*PROBLEM STATEMENT*
From the material below, return exactly the lines starting at the one that holds "[indicate] the bush" and ending at the one that holds "[indicate] the bare". Pictures stay out of the answer.

*DATA*

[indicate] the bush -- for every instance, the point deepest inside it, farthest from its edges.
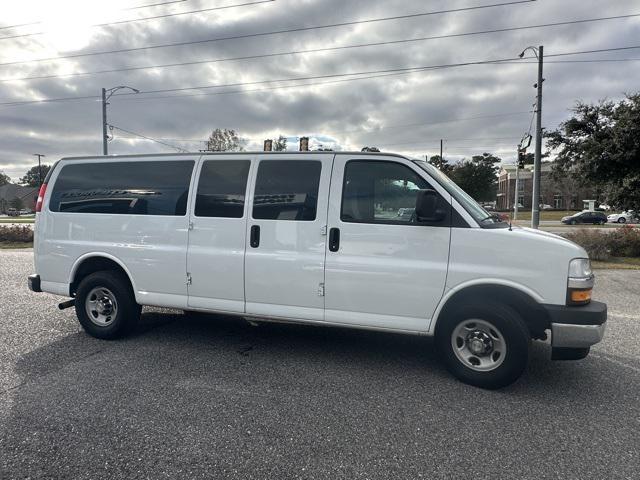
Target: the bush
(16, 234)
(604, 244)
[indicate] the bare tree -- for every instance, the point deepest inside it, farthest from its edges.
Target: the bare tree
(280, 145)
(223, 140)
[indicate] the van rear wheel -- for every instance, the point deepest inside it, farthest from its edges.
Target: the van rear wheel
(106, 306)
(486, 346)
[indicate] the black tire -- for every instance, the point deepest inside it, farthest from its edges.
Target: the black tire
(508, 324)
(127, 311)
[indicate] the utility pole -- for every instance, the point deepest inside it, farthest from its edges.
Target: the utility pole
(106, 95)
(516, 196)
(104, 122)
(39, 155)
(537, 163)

---

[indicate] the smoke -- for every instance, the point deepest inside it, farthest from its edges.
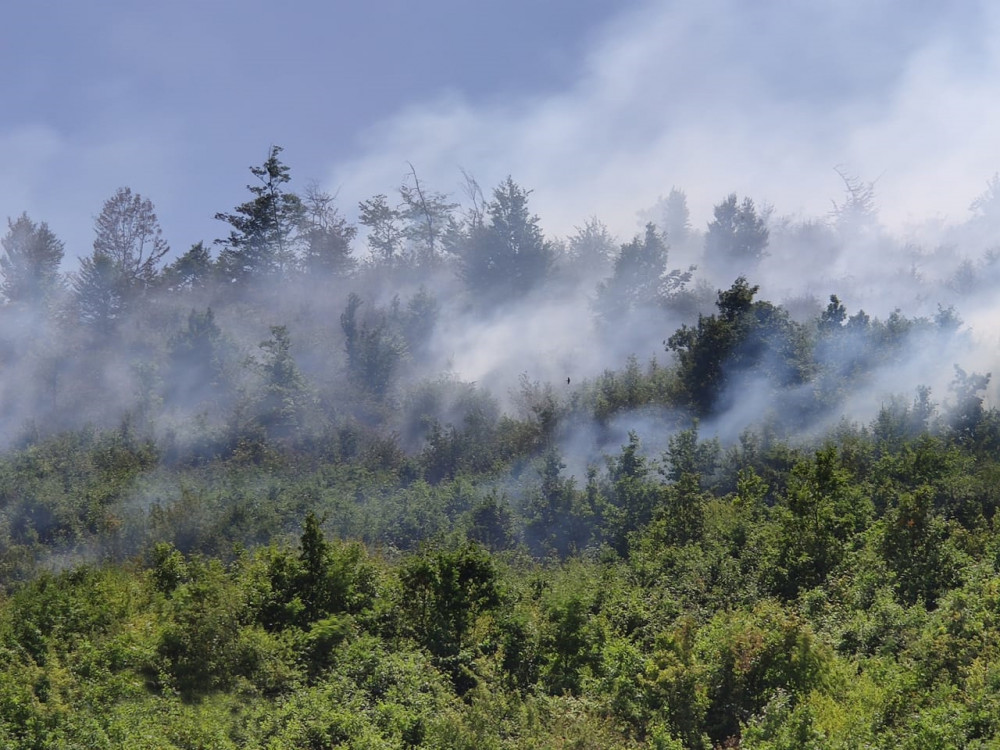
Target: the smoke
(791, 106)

*ANSWER SECTION*
[indicate] the bush -- for every instance, the point deepest inside it, farthest from its edges.
Target: the bush
(16, 234)
(604, 244)
[indicate] the bare tree -- for every instance, the point deepest inside it, farthest from its edges.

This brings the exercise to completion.